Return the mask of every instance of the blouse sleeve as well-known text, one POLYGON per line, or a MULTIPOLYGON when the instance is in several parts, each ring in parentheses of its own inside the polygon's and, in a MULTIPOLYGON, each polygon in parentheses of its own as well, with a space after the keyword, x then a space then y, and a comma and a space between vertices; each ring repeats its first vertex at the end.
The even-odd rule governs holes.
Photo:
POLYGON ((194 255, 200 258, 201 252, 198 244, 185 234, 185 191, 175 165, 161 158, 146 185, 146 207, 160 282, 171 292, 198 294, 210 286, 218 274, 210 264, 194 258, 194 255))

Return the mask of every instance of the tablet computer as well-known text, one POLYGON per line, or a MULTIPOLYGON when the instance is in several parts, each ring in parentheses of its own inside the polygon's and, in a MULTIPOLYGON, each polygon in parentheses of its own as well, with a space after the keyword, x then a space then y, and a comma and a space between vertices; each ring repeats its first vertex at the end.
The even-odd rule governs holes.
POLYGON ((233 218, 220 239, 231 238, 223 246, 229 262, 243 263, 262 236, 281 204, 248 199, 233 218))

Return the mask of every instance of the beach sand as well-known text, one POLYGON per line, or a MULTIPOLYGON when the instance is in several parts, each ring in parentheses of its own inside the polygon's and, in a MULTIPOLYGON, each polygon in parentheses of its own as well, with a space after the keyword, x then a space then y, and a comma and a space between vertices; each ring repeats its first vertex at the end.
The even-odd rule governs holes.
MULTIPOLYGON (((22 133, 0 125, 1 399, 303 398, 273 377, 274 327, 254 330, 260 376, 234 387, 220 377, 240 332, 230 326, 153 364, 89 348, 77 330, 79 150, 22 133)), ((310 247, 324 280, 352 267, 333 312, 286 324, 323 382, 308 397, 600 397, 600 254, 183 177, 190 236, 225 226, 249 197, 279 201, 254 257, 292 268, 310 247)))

——

Brief:
The data given before this task must be transcribed exactly and in full.

Response to the exercise:
Return the mask of every instance of the blouse sleeve as well-known text, one POLYGON per line, or a MULTIPOLYGON when the instance is in several parts, each ring in parentheses of its own inside the polygon's and, in a MULTIPOLYGON, each polygon in parentheses of its own as well, with a space after the keyword, x then a space then y, and a comma and a space between vertices; each ring repeats its first vertex at the end.
The even-odd rule governs holes.
Photo:
POLYGON ((194 255, 200 258, 201 252, 198 244, 185 234, 185 191, 175 165, 161 158, 146 185, 146 207, 160 282, 171 292, 198 294, 210 286, 218 274, 210 264, 194 258, 194 255))

Return the mask of every instance of the tablet computer as well-known text, one POLYGON per line, or a MULTIPOLYGON when the instance is in several parts, each ring in parentheses of its own inside the polygon's and, in a MULTIPOLYGON, each polygon in parentheses of its own as well, with a space after the keyword, x then a space then y, and a comma and a space between vertices; each ring repeats its first vertex at the end.
The even-odd rule governs holes.
POLYGON ((233 218, 220 239, 231 238, 223 246, 229 262, 243 263, 262 236, 281 204, 248 199, 233 218))

Return the mask of every instance of the beach sand as well-known text, one POLYGON per line, or a MULTIPOLYGON when the instance is in several parts, each ring in parentheses of its own inside the polygon's and, in a MULTIPOLYGON, each polygon in parentheses of its own as well, with a space after the keyword, x then a space then y, and a comma and a space between vertices; each ring repeats its first vertex at the end.
The even-odd rule governs holes.
MULTIPOLYGON (((22 133, 0 125, 1 399, 303 398, 273 377, 274 327, 254 330, 260 376, 234 387, 220 377, 240 332, 230 326, 153 364, 89 348, 77 330, 79 150, 22 133)), ((310 247, 324 280, 352 267, 333 312, 286 324, 323 382, 308 397, 600 397, 600 254, 183 177, 190 236, 225 226, 249 197, 279 201, 254 257, 292 268, 310 247)))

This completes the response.